Tuttavia il ciclo virtuoso sta per concludersi. Con la morte accidentale di Adriano Olivetti (1960) e Mario Tchou (1961), l'ingegnere chiamato a Ivrea a giudare la rivoluzione informatica, l'azienda cade nelle mani di un gruppo d'intervento misto pubblico e privato, una leadership di cui fanno parte banche e, tra l'altro la Fiat di Vittorio Valletta, secondo cui «l'azienda di Ivrea è strutturalmente solida, nonostante abbia un neo da estirpare: l'essersi messa nel settore delle macchine da calcolo». Ben presto la Divisione elettronica Olivetti (Deo) è così venduta – secondo interlocutori ospiti del libro-inchiesta su pressioni delle imprese concorrenti Usa – all'americana General Electrics.

Nel ottobre del 1962 Enrico Mattei muore in un incidente – o stando alle carte della Procura di Pavia redatte dopo l'ultima riapertura del caso negli anni Novanta e Duemila, «in un attentato» –    aereo mentre nel mondo infuria la Guerra Fredda: forse la disinvoltura del funzionario (del paese con il più grande partito comunista d'occidente) nello stipulare contratti con nazioni d'oltre cortina per la fornitura di petrolio ha messo in imbarazzo la Dc nei confronti della Nato e le "Sette sorelle" sul piede di guerra.

══════════

Secondo il brano, a chi viene venduta la Divisione elettronica Olivetti? Le voci che seguono non servono per rispondere.

[Dati raccolti]

══════════

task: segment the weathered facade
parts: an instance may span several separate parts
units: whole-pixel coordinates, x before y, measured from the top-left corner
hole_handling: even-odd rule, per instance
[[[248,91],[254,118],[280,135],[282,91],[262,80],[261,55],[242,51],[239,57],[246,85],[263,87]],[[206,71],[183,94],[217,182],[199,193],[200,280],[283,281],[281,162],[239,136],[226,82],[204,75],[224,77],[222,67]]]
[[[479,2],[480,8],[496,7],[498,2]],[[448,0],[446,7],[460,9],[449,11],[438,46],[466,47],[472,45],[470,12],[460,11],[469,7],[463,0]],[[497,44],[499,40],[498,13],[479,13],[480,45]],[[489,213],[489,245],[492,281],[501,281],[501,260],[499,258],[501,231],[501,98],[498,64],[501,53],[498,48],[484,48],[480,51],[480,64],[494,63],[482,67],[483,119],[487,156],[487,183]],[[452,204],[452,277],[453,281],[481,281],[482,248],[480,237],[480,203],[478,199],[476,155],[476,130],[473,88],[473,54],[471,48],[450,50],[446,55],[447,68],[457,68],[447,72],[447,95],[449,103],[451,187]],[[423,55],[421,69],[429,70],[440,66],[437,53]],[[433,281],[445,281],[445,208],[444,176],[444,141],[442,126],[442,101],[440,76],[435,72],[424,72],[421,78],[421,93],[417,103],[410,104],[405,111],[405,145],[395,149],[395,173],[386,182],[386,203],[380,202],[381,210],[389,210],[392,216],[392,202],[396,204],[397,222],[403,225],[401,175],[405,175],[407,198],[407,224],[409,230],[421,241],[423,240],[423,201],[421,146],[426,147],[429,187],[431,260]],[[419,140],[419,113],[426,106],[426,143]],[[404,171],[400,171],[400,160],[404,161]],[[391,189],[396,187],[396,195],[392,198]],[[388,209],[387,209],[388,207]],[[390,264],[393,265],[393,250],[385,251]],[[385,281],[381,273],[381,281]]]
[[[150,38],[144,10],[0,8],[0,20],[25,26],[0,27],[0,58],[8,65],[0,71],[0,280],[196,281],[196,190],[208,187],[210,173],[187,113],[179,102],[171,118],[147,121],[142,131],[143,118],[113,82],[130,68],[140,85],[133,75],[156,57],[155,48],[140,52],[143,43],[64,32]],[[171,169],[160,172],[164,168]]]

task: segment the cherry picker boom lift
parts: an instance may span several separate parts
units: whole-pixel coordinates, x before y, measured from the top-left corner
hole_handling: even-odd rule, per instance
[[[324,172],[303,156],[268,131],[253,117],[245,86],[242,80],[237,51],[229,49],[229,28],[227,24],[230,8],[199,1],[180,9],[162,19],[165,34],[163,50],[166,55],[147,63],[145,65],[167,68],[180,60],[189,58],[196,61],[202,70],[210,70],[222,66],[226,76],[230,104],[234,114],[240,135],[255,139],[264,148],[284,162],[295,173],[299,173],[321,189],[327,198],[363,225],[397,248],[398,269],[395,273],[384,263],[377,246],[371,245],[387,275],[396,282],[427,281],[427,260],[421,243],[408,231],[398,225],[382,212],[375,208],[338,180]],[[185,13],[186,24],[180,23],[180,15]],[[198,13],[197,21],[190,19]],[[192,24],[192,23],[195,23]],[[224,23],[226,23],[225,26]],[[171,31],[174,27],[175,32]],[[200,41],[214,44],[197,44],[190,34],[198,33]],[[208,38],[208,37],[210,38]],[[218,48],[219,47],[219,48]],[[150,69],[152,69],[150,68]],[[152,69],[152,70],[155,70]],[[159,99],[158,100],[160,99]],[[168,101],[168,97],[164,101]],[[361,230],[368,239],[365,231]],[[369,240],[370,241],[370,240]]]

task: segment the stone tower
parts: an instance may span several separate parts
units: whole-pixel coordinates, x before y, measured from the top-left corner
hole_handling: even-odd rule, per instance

══════════

ESERCIZIO SVOLTO = All'americana General Electrics.